===== Quoted passage =====

The expert relied on the report of two metallurgists, neither of whom was offered as an expert himself.  The first examined the needle that was removed from plaintiff’s gum, but, according to the expert, that “analysis was substantially limited due to a foreign matter deposit on the fracture surface, making a complete analysis inconclusive.”  Id. (internal punctuation and citation omitted).  The second metallurgist demonstrated the existence of a manufacturing defect by – wait for it – placing similar needles into an empty mechanical pencil and trying to bend them.  Id.  The needles didn’t break, despite “far more intense pressure than [the dentist] had applied,” leading to the conclusion that the needle used for plaintiff’s procedure “was more than likely defective.”  Id.   Not surprisingly, defendant moved to exclude the expert’s testimony as unreliable. 

First, defendant attacked the reliability of the pencil experiment, arguing that “no attempt was made to replicate what occurred in [plaintiff’s] mouth;” rather, the metallurgists, with the expert watching, “stuck exemplar needles into a mechanical pencil and bent them.”  Id. at *6.  The Court concurred, noting that “Daubertfactors caution against relying on this method,” which was never “tested, published, or subject to peer review.”  Moreover, “[n]o written protocol controlled this approach.  The procedure has no known or potential error rate, and . . . [plaintiff] offers no explanation as to how this technique is generally accepted in the relevant scientific community.” Id.

===== Records =====

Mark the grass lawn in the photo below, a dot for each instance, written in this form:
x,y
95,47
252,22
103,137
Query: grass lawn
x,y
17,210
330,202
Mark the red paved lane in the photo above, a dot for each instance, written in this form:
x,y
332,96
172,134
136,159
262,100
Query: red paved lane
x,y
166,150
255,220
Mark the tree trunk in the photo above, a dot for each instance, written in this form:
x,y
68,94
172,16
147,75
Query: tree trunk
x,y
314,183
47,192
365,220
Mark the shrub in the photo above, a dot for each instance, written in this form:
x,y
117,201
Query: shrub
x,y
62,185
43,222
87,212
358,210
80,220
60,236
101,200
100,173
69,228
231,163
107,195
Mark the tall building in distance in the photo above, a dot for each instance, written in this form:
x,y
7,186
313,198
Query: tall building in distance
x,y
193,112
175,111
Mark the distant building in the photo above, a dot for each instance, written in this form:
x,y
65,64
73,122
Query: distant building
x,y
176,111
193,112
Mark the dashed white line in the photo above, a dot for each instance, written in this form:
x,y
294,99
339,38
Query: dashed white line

=====

Study questions:
1. Answer these questions using the expert-testimony passage above the data:
(a) What limited the first metallurgist's analysis of the needle removed from the plaintiff's gum?
(b) Where did the second metallurgist place similar needles before trying to bend them?
(c) What does the Court say about the error rate of the pencil procedure?
2. Using the expert-testimony passage above the data, decide whether each statement agrees with it. Answer yes or no, and quote the words that decide it.
(a) Both metallurgists were offered as experts themselves.
(b) The needles in the pencil test broke under pressure.
(c) The defendant moved to exclude the expert's testimony as unreliable.
3. According to the expert-testimony passage above the data, why did the Court agree with the defendant's attack on the pencil experiment? Answer in one to three sentences.

Answers to this exercise:
1.
(a) A foreign matter deposit on the fracture surface.
(b) Into an empty mechanical pencil.
(c) The procedure has no known or potential error rate.

2.
(a) No: "neither of whom was offered as an expert himself."
(b) No: "The needles didn’t break"
(c) Yes: "defendant moved to exclude the expert’s testimony as unreliable."

3. The Court noted that Daubert factors caution against relying on the method, which was never tested, published, or subject to peer review. It added that no written protocol controlled the approach and that the procedure has no known or potential error rate. It also noted that the plaintiff offered no explanation of how the technique is generally accepted in the relevant scientific community.